→ GIVEN TASK A
Duplicate the rows below, from the line with "Q: For each instance of the white suv" up to and including the line with "x=164 y=259".

→ TEXT SECTION
Dio – Angry Machines / Magica / Killing the Dragon / Master of the Moon (Reissues)


The last four Dio albums are often overlooked and, in a stellar canon, that’s kind of understandable. Ronnie James’ vocals appear on genre defining records by Rainbow, Black Sabbath and (the modestly titled) Dio band so it’s perhaps natural that these four independent releases, alongside those of Elf, are the last people stumble upon. That’s a shame because they stand up very well (the final triptych in particular) and they finally get a major label reissue, lovingly remastered and each with a bonus disc.

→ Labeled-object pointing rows
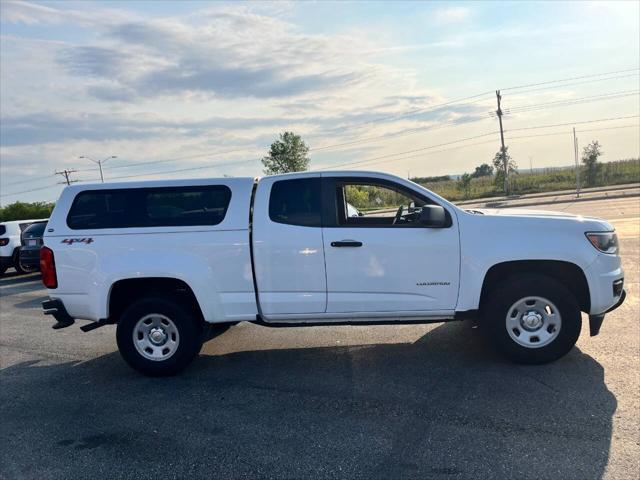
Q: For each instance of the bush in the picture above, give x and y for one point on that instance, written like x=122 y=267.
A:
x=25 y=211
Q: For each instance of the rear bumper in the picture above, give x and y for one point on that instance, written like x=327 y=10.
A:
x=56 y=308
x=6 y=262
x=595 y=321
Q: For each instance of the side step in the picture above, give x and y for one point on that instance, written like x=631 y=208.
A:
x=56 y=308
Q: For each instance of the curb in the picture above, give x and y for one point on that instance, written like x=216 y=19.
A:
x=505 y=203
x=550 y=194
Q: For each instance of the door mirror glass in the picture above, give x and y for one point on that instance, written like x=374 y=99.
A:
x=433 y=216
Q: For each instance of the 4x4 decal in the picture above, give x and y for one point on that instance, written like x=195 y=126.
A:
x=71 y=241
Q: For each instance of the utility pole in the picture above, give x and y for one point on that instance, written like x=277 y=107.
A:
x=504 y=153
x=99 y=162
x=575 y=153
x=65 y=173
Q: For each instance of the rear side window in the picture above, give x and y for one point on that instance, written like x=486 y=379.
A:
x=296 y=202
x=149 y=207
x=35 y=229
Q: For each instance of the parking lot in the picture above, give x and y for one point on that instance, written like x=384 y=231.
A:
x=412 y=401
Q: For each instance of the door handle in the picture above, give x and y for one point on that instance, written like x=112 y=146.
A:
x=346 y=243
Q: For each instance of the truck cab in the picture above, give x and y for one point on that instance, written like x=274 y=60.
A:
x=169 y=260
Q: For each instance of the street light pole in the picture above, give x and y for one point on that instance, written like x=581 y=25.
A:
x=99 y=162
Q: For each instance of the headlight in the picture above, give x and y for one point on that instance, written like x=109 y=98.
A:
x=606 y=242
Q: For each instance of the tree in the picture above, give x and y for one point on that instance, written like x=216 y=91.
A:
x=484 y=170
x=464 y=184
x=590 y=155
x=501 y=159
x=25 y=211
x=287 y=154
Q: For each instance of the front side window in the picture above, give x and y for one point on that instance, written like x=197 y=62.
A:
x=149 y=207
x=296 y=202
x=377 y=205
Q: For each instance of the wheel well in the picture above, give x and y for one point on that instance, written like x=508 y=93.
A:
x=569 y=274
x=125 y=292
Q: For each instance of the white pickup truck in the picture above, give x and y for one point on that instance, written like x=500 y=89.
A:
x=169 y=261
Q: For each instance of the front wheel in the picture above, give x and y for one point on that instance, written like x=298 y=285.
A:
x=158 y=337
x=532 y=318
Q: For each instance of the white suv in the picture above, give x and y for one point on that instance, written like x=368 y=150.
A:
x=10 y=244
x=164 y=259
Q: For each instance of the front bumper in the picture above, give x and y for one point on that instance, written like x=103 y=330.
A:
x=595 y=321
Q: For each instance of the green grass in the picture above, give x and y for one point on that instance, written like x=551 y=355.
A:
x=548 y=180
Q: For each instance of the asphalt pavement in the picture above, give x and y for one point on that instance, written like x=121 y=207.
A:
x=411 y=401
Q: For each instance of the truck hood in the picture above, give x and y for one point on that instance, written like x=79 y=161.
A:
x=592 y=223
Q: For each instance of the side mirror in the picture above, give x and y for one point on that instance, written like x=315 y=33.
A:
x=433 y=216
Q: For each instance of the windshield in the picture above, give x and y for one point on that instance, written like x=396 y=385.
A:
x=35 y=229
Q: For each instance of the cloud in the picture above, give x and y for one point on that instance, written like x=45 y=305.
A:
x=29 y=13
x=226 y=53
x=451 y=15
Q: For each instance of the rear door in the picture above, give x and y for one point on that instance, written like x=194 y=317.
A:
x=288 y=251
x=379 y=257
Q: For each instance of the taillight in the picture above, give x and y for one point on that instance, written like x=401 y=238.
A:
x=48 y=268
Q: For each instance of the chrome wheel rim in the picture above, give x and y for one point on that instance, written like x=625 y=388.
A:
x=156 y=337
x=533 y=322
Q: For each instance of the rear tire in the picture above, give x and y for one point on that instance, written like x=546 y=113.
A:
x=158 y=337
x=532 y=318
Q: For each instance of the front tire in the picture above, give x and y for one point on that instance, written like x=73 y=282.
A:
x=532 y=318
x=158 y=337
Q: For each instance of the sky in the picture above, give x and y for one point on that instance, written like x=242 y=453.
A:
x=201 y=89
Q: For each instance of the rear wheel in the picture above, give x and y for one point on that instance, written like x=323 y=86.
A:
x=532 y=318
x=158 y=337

→ GIVEN TASK B
Set down the whole review of the Dio reissues above, word for word.

→ FULL ANSWER A
Q: For each instance of the white suv in the picture above, give x and y for one point on that instance, written like x=368 y=150.
A:
x=10 y=244
x=164 y=259

→ FULL ANSWER B
Dio – Angry Machines / Magica / Killing the Dragon / Master of the Moon (Reissues)


The last four Dio albums are often overlooked and, in a stellar canon, that’s kind of understandable. Ronnie James’ vocals appear on genre defining records by Rainbow, Black Sabbath and (the modestly titled) Dio band so it’s perhaps natural that these four independent releases, alongside those of Elf, are the last people stumble upon. That’s a shame because they stand up very well (the final triptych in particular) and they finally get a major label reissue, lovingly remastered and each with a bonus disc.